── SOURCE EXCERPT

The Extended Matrix (EM) is an Open Science project that allows to create, visualize, explore and share online a complete 3D scene by using free and open source platforms (EMF) with the support of a community.
EM allows you (expert of Cultural Heritage involved in a reconstrucruction process) to:
support your reconstructive pipeline;
organizes the complexity of your reasonings;
map the amount of sources employed;
declare the reliability of your final proposals;
present your final results both with a graph and a 3D model;
... and much more.
Hereafter some features of the method...
Represent reliability with colours
The Extended Matrix represents the certainty of existence with a standardized color chart available both for renders and 3D environments:
Draw reliability with nodes
The Extended Matrix is a node based language, within the EM graph every node has a specific shape and a different color (following the EM color chart):
A non-destructive pipeline allows Heritage experts to record and share within EM the whole process of reconstruction (which sources have been chosen? How sources have been used? What is the relation between sources and interpretations? How reliable is the reconstructive proposal? etc...).
EM uses the GraphML file format (XML based) in order to be widely supported by other software tools and easily integrated in a custom workflow.
Knowledge network meets 3D
Extended Matrix means data interconnection!
EM connects different types of information (bibliographic references, images, 2D drawings, 3D objects, text files, urls etc..) within the same knowledge network.
EM, with its specific tools, represents relevant information through 3D models both within the 3D modeling environment and online.
Create hypothesis with a new formal language
The lack of a shared language with which Heritage experts could store and communicate the reconstruction process is, probably, one of the reasons that identified archaeological virtual reconstructions as “artistic” or “aesthetic” endeavors.
The goal of EM is to overstep this concept.
EM formal language allows to organise information during the data collection phase of the research.
A five steps procedure has been tested to make the reconstructive process smoother, transparent and scientifically complete.
Based on standards
Stratigraphic reading, computer graphic, knowlegde networks and CIDOC-CRM (and CHARM) are the main references EM refers to.
EM was built with solid theoretical bases in order to create a robust method useful both for virtual reconstruction and for digital documentation on Cultural Heritage.
It offers easier data conversion tasks towards other metadata schemas or libraries.
Experience an open source ecosystem
The Extended Matrix Framework (EMF) is part of an Open Source ecosystem where different tools are shared with other communities.
EMF integrates EM and several digital tools.
EM is about scientific-driven content creation.
EMF is about technological-driven solutions.
Based on solid archaeological principles
From an archaeological point of view, EM is based on the stratigraphic reading approach and aims to create a common framework connecting archaeological documentation, virtual reconstruction and survey.
Concepts and tools such as the Stratigraphic Unit (or Context), the Activity, and the Matrix of Harris have been “extended” to include and define both reconstructive elements (like “lost” columns, friezes, capitals, etc..) and all the sources useful for the reconstruction.

────

PROBLEMS TO SOLVE:
- a) In the Extended Matrix text, what file format does EM use?
- b) Reproduce the Extended Matrix text word for word, starting at "EM, with its" and ending at "and scientifically complete.".

── DATASET CONTENT

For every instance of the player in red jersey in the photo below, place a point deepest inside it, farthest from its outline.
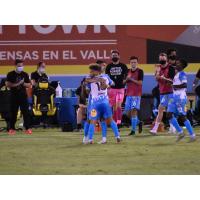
(133, 93)
(164, 70)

────

FULL SOLUTIONS:
- a) EM uses the GraphML file format, which is XML based.

- b)
EM, with its specific tools, represents relevant information through 3D models both within the 3D modeling environment and online.
Create hypothesis with a new formal language
The lack of a shared language with which Heritage experts could store and communicate the reconstruction process is, probably, one of the reasons that identified archaeological virtual reconstructions as “artistic” or “aesthetic” endeavors.
The goal of EM is to overstep this concept.
EM formal language allows to organise information during the data collection phase of the research.
A five steps procedure has been tested to make the reconstructive process smoother, transparent and scientifically complete.